§ Check your understanding
A. List every relative of Michael Hindes that the Challenger photo article mentions.
B. From the Challenger photo article, write out everything from "When Michael Hindes" down to "quickly realized otherwise.".

§ Source passage
== == ==
The tragic launch of the Space Shuttle Challenger on morning of January 28th, 1986. (Michael Hindes)
When Michael Hindes was going through the attic of his grandmother, who had recently passed away, he made a startling discovery.
Deep in a forgotten box was a plastic bag full of original photographs of the 1986 space shuttle disaster that killed seven Americans, including schoolteacher Christa McAuliffe, KTAR reports.
Hindes told KTAR that he was looking for photos of his grandmother to display at her memorial service when he found the images of the ill-fated shuttle.
At first Hindes thought the photos were of a regular shuttle launch. After looking more closely, he quickly realized otherwise.
"As I go through them, I'm watching the shuttle go up, and up, and up," he said. "Then I see that iconic cloud."
So, how did his grandmother have the photos? Hindes explained to KTAR that his grandfather used to work as an electrician for NASA. The photos were taken by a friend of his grandfather, who also worked at the space agency.
"My grandfather's brother had a team that worked on the Crawler, which is the giant machine that slowly moves the shuttle from the shuttle bay out to the launch pad," he said. "On that crew was a gentleman who they became friends with and it was this gentleman who ended up taking these pictures."
Hindes put the heartbreaking photos online where they quickly went viral. Hindes told KTAR that he received a slew of responses from people who saw them and were touched by the memories they inspired, including one message from a person claiming to be a relative of McAuliffe's.
"They wanted to let me know that knowing that the tragedy that happened is still so engrained in the hearts and minds of people today, that it really meant a lot to this person and their family," he said. "They really wanted to express how moved they were by reading the comments and by knowing that Christa's legacy still lives on."
After the Challenger disaster, a study was conducted to determine its cause. The investigators found that a problem with the joint between the two lower portions of the right solid rocket motor was to blame. Specifically, a seal intended to prevent hot gases from "leaking through the joint during the propellant burn of the rocket motor" failed.
== == ==
(Region pointing data)
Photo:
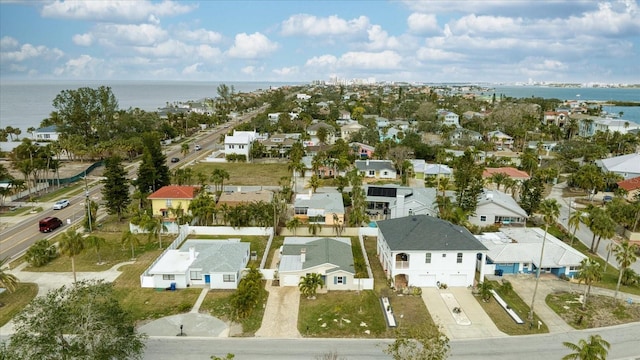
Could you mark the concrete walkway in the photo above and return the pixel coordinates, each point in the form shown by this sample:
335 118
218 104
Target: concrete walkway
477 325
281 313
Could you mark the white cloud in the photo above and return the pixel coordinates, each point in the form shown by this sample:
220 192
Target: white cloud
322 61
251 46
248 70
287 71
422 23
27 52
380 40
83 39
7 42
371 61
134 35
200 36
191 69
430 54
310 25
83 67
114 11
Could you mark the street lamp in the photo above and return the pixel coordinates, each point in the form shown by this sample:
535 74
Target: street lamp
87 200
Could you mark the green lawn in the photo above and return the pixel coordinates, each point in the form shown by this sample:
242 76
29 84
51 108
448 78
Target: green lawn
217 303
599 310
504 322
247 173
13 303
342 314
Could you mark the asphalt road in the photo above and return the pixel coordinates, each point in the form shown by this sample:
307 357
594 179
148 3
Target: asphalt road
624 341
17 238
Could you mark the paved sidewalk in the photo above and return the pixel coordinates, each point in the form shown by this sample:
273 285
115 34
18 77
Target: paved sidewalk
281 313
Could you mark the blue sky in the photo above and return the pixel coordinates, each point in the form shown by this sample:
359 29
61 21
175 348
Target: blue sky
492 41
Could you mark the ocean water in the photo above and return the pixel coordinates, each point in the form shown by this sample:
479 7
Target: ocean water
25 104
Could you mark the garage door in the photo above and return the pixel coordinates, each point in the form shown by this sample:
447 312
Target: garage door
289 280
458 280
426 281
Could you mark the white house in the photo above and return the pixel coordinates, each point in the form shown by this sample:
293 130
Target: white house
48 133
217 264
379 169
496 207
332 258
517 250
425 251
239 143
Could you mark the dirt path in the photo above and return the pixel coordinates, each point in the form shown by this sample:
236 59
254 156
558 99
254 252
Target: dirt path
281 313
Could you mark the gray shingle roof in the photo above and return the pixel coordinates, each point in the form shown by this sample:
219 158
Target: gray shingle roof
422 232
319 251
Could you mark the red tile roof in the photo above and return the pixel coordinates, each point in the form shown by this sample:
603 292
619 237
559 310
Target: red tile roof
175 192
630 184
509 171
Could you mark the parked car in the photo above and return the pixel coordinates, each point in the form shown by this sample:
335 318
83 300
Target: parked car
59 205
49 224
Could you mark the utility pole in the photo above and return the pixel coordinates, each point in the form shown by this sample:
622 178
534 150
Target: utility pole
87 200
== == ==
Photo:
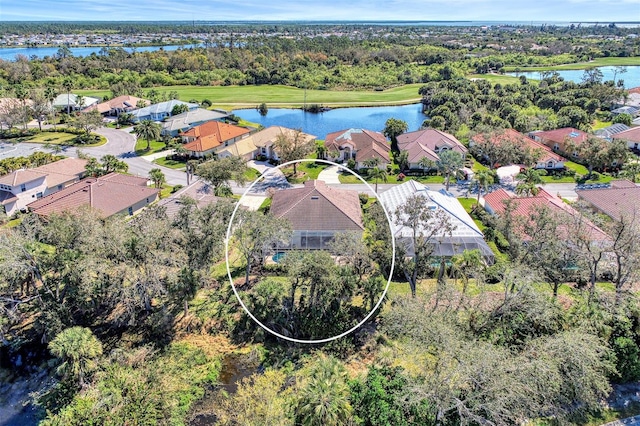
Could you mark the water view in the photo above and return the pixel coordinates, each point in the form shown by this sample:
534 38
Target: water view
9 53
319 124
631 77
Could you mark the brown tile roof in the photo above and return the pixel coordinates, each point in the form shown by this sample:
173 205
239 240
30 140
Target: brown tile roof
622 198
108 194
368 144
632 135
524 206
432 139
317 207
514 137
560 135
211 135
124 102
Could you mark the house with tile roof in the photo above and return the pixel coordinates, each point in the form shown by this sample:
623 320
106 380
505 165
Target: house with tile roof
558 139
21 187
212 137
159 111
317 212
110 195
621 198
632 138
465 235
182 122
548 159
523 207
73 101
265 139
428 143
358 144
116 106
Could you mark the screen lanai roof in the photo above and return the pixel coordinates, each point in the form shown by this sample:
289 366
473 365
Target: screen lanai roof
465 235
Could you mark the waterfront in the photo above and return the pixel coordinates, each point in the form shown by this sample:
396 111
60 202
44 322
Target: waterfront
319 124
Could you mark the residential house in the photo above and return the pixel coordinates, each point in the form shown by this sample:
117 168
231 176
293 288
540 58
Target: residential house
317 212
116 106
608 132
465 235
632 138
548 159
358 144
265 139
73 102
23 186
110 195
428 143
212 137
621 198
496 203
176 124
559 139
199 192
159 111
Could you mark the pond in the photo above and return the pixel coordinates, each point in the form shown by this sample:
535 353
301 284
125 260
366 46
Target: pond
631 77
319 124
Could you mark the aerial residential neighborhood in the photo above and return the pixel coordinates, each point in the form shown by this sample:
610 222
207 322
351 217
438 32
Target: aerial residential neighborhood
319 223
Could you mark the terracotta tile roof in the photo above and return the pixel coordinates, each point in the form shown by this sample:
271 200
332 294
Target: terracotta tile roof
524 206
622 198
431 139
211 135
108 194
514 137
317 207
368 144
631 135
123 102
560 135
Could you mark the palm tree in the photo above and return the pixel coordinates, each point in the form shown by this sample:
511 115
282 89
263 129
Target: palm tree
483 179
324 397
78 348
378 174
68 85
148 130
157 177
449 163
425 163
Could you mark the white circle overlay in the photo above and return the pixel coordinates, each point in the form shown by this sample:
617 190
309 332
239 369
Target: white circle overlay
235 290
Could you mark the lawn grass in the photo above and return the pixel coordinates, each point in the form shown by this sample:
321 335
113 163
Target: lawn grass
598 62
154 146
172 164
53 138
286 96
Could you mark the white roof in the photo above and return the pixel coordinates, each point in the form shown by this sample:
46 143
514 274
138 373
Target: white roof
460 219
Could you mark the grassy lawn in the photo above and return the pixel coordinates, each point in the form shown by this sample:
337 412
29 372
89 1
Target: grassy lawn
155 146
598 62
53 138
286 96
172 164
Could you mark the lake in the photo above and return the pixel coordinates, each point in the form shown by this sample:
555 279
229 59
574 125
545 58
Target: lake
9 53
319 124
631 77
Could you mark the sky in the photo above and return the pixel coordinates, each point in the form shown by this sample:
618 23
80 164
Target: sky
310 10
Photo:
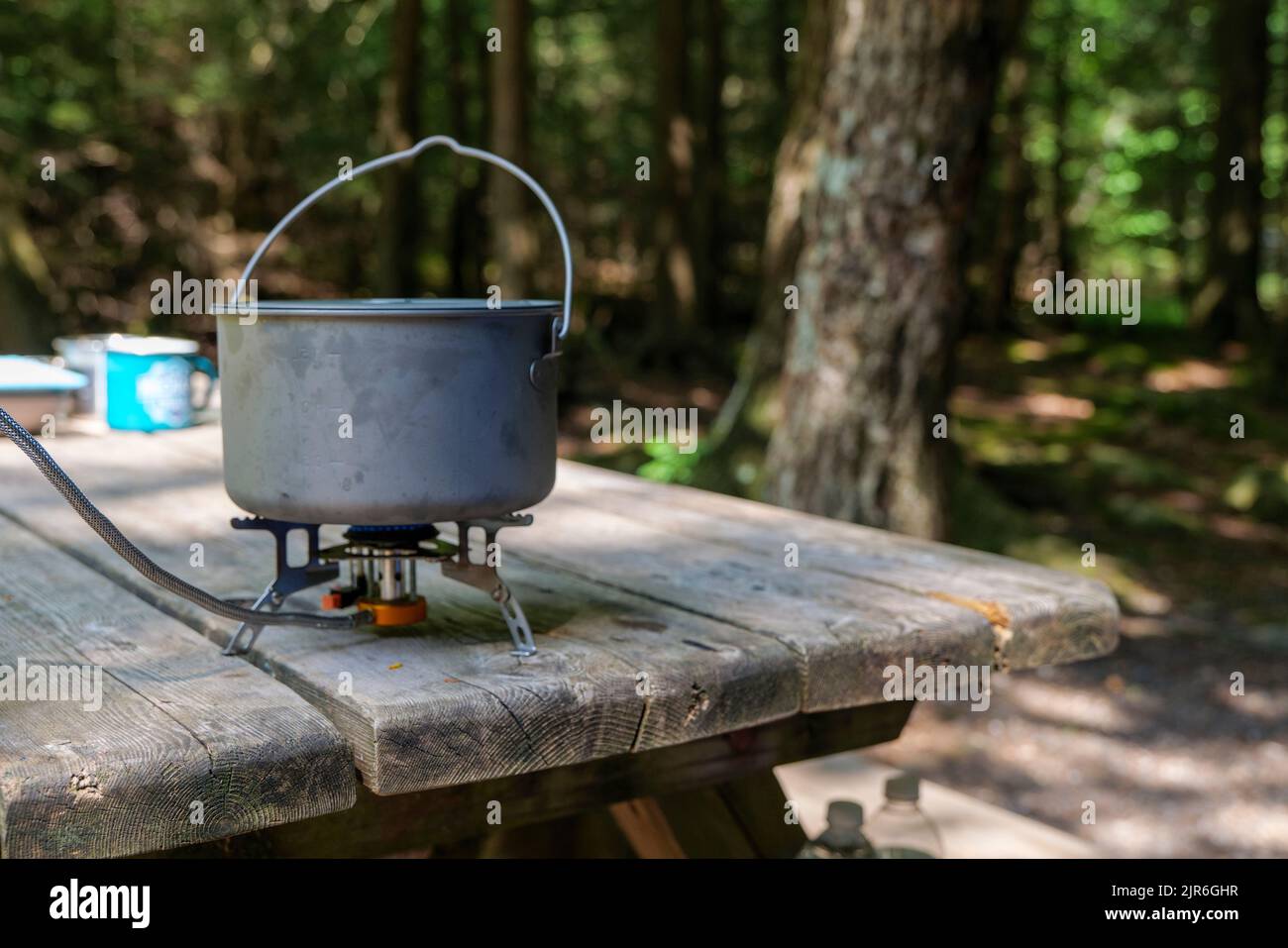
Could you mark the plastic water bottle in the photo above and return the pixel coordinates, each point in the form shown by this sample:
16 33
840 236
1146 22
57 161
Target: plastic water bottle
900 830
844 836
== == ==
§ Solutions in order
A.
- His grandmother
- His grandfather
- His grandfather's brother

B.
When Michael Hindes was going through the attic of his grandmother, who had recently passed away, he made a startling discovery.
Deep in a forgotten box was a plastic bag full of original photographs of the 1986 space shuttle disaster that killed seven Americans, including schoolteacher Christa McAuliffe, KTAR reports.
Hindes told KTAR that he was looking for photos of his grandmother to display at her memorial service when he found the images of the ill-fated shuttle.
At first Hindes thought the photos were of a regular shuttle launch. After looking more closely, he quickly realized otherwise.